ESTRATTO DEL TESTO:
Siamo più di 400 persone da diversi Paesi tutti scappati da dittature e siamo qui per cercare protezione.
Innanzi tutto il nostro problema non è politico, ma è umanitario. Come abbiamo detto, siamo Eritrei, Etiopi, Somali, Sudanesi così noi chiediamo allo Stato Italiano di rispettare i nostri diritti di "status" di rifugiati politici, perché il governo italiano ci ha lasciato come spazzatura e allo stesso tempo siamo obbligati a vivere in Italia per le nostre impronte digitali.
Così da due giorni siamo senza cibo e nessuno ci sta ascoltando. Per noi rifugiati, come sapete, la comunità europea paga milioni di euro al governo italiano e noi stiamo chiedendo dove sono finiti tutti i nostri soldi, se loro non vogliono che viviamo in Italia buttate le nostre impronte digitali e noi troveremo la soluzione ai nostri problemi.

OBIETTIVI:
• A. Rispondi in base all'appello dei rifugiati:
(i) Quante persone dicono di essere gli autori?
(ii) Da quanti giorni sono senza cibo?
(iii) Chi paga milioni di euro al governo italiano?
• B. Prosegui l'appello dei rifugiati a partire dal punto in cui si interrompe.

DATI FORNITI:
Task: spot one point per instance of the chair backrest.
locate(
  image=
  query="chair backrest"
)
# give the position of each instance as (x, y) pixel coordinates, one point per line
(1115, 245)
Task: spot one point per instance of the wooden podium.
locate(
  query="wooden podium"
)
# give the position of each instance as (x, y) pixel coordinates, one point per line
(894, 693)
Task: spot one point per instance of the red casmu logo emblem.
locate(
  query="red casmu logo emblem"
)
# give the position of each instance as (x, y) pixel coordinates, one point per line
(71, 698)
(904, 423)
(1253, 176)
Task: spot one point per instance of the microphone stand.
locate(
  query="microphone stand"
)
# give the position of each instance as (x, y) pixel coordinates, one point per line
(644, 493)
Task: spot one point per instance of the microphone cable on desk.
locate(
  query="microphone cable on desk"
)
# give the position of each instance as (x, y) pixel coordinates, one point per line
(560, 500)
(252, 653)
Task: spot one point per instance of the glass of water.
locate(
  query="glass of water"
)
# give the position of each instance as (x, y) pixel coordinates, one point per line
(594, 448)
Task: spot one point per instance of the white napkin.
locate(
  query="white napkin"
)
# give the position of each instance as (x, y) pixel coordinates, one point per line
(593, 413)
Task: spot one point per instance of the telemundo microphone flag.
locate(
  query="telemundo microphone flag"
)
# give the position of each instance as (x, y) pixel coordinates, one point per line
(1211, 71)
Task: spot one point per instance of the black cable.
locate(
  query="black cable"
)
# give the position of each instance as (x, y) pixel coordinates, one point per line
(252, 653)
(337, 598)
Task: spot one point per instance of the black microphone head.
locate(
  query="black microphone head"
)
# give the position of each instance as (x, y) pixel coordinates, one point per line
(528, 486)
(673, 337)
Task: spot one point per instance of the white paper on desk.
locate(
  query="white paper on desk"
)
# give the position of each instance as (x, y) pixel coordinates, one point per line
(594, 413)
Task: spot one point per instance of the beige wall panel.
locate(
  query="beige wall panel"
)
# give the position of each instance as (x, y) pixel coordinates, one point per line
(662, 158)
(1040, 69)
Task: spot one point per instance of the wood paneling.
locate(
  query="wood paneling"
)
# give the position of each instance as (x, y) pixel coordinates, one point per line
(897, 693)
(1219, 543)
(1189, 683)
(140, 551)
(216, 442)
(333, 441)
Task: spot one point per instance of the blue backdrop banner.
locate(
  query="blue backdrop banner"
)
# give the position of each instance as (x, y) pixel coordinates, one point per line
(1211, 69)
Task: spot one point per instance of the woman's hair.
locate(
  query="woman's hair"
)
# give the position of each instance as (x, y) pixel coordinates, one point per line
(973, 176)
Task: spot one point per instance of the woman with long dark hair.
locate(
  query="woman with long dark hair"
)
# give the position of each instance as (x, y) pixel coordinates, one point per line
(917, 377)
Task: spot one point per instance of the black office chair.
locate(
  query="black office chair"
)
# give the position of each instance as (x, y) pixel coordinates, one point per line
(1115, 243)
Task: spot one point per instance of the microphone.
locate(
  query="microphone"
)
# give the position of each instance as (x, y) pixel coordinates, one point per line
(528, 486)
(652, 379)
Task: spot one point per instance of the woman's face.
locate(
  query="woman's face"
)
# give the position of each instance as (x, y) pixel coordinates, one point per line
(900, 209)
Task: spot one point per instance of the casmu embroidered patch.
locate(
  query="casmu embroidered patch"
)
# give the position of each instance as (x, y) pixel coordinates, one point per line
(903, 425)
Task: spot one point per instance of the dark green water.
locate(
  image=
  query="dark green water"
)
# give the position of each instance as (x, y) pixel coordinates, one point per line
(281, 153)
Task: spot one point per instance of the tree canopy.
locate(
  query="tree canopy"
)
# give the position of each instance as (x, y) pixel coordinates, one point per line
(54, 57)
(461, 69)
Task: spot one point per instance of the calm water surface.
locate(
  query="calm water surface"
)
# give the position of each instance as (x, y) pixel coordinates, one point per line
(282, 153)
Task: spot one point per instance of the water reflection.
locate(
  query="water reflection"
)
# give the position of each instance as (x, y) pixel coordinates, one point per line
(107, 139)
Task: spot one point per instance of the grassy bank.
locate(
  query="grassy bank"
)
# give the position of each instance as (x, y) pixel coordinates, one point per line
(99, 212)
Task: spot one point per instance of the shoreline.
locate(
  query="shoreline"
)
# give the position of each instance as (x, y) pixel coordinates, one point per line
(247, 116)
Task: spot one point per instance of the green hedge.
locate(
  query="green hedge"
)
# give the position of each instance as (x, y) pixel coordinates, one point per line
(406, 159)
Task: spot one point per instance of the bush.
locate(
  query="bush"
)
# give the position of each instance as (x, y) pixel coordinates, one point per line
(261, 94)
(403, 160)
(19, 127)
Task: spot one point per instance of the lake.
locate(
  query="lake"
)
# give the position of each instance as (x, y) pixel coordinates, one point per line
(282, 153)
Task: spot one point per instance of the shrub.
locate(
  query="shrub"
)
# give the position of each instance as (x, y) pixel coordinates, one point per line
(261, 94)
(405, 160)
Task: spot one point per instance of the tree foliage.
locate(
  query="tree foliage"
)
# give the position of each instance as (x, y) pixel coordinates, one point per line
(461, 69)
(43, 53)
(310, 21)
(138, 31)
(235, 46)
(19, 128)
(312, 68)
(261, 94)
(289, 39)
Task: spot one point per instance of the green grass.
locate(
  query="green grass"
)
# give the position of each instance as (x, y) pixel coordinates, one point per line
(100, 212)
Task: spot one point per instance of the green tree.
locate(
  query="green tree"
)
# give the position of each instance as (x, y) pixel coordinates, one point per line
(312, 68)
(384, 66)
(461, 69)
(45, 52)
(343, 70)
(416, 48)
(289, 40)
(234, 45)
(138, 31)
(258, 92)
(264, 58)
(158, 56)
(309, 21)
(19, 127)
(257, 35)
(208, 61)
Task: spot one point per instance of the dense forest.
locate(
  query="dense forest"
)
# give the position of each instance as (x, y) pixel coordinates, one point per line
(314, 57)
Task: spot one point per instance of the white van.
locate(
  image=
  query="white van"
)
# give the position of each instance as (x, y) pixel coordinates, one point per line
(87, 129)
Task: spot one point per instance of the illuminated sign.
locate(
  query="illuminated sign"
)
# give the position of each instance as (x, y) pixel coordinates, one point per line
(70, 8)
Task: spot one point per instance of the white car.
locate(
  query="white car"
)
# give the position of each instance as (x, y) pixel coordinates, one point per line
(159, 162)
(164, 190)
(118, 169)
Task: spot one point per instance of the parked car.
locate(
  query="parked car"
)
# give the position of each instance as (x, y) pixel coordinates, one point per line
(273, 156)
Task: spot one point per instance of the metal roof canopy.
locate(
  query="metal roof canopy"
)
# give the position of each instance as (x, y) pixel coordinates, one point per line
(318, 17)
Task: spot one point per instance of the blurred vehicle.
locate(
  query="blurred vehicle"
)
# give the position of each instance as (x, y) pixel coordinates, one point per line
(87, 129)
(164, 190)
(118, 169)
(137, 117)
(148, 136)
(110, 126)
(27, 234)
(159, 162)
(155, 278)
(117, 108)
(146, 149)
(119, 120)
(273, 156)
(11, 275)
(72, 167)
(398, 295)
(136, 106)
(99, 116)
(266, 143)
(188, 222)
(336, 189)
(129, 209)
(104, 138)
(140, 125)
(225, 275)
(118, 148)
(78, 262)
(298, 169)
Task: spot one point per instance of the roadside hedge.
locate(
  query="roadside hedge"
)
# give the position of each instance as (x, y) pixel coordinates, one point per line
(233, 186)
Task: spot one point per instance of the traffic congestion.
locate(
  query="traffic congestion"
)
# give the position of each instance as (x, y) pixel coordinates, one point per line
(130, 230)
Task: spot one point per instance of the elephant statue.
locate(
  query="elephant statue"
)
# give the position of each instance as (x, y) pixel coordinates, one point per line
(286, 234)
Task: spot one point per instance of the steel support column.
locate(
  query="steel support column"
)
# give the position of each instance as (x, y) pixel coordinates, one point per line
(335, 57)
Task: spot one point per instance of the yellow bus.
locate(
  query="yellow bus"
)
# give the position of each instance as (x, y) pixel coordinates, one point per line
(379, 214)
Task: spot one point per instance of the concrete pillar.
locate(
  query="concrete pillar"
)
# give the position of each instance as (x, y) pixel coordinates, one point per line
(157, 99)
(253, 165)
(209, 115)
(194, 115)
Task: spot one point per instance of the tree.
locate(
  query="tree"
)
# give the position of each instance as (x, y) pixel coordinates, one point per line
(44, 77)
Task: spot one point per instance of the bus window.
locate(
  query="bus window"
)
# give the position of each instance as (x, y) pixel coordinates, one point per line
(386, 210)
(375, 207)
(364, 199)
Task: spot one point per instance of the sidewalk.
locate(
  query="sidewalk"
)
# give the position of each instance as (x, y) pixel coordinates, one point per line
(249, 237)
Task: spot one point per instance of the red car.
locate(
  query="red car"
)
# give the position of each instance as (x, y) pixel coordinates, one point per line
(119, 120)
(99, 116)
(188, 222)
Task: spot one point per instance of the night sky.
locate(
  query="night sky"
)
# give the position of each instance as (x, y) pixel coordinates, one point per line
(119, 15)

RISULTATI ATTESI:
• A.
(i) Più di 400 persone.
(ii) Da due giorni.
(iii) La comunità europea.

• B.
I rifugiati, occupanti di via Senigallia 6
Quanto successo oggi a Bruzzano è indegno per Milano. Le scelte della Prefettura, o di chiunque abbia deciso, sono irresponsabili e inaccettabili.
Stamattina alle 8.30 ingenti forze di polizia hanno circondato e blindato l’ex-residence occupato fin dalla notte di venerdì scorso da 300 profughi. Tutti loro, senza eccezione alcuna, si erano ieri sottoposti volontariamente al censimento della Questura di Milano. E tutti sono risultati essere quello che dicevano sin dall’inizio: rifugiati in possesso di regolari documenti rilasciati dallo Stato italiano, che attestano la loro condizione.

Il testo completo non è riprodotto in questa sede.